Work to be completed:
Reproduce every line of the material below verbatim, changing nothing.

Data supplied:
□ □ □ □ □ □ □

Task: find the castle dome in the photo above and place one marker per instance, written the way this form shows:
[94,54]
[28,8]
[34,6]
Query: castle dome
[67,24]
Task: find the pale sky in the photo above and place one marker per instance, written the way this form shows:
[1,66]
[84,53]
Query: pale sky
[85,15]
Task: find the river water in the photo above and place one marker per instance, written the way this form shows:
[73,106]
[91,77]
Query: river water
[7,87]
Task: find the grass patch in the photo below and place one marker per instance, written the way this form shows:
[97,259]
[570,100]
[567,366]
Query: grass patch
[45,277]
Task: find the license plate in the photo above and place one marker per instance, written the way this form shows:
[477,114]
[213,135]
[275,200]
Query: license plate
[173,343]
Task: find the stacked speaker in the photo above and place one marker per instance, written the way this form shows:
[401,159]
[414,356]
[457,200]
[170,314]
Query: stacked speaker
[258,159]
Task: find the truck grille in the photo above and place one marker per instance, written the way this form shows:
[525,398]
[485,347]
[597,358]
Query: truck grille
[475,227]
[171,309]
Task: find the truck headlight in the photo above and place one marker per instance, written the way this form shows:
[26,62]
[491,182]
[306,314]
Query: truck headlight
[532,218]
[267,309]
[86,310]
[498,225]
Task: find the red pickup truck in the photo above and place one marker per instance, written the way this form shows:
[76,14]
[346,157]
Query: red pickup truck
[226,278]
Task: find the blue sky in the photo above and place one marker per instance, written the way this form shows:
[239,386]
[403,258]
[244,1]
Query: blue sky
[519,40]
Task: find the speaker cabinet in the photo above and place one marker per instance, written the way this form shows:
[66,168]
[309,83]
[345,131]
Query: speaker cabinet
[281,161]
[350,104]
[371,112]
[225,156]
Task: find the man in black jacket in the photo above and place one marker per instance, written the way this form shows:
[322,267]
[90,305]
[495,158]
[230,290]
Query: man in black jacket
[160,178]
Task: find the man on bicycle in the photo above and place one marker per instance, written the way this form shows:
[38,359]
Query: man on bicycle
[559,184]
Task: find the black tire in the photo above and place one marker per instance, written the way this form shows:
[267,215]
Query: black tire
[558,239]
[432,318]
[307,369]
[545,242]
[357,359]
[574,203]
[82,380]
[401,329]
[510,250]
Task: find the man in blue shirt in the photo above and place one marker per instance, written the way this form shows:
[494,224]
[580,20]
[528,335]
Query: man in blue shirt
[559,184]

□ □ □ □ □ □ □

Written answer:
Task: find the castle dome in the photo above and place one marker per instance, written the way this form shows:
[94,54]
[28,8]
[34,6]
Query: castle dome
[67,24]
Task: find the pale sky in the photo above and place one marker per instance, written the way this form shows:
[1,66]
[84,53]
Query: pale sky
[85,15]
Task: find the river water in the photo above and place one marker per instance, written the way this form shows:
[73,106]
[91,77]
Query: river water
[7,87]
Task: find the grass patch in the photo below and place one marker per instance, written the way this form shows:
[97,259]
[570,100]
[567,366]
Query: grass patch
[45,277]
Task: find the license plate in the photo above and place one marker per instance, written the way this form shows:
[477,114]
[213,135]
[275,200]
Query: license plate
[173,343]
Task: find the stacked speaker in the photo above and place one marker per instance, written the way this form shows:
[401,159]
[414,356]
[457,200]
[170,314]
Query: stacked speaker
[258,159]
Task: find the truck grille in the photo above and place one marker per instance, written the way this form shows:
[525,398]
[485,347]
[597,358]
Query: truck grille
[475,227]
[171,309]
Task: find the truck headlight in the photo above and place one marker per instance, written the way this form shows:
[26,62]
[491,182]
[306,314]
Query: truck headlight
[532,218]
[267,309]
[86,310]
[498,225]
Task: find the red pickup truck in the photo above and place one marker per instance, written the way this form shows:
[76,14]
[346,157]
Query: red pickup truck
[226,278]
Task: find the blue sky in the photo above and place one marker per instance, written the way this form shows:
[239,386]
[403,258]
[244,1]
Query: blue sky
[519,40]
Task: find the speaker cabinet in the photo above and place one marker per instance, written the way this form shows:
[66,168]
[309,83]
[345,131]
Query: speaker cabinet
[281,161]
[350,104]
[371,112]
[225,156]
Task: find the man in black jacket in the photo above and place one marker per instance, written the way this form shows:
[322,267]
[90,305]
[495,158]
[230,290]
Query: man in black jacket
[160,178]
Task: find the man on bicycle in the photo above and place one marker per instance, written the way this form shows:
[38,359]
Query: man on bicycle
[559,184]
Task: find the black tire in the photo above and place one marker per instance, written the way this form shows:
[267,215]
Query: black tire
[558,239]
[432,318]
[307,369]
[545,242]
[357,359]
[574,203]
[82,380]
[401,329]
[510,250]
Task: find the man in blue shirt in the photo above and place one marker per instance, written the way this form shows:
[494,224]
[580,20]
[528,335]
Query: man in blue shirt
[559,184]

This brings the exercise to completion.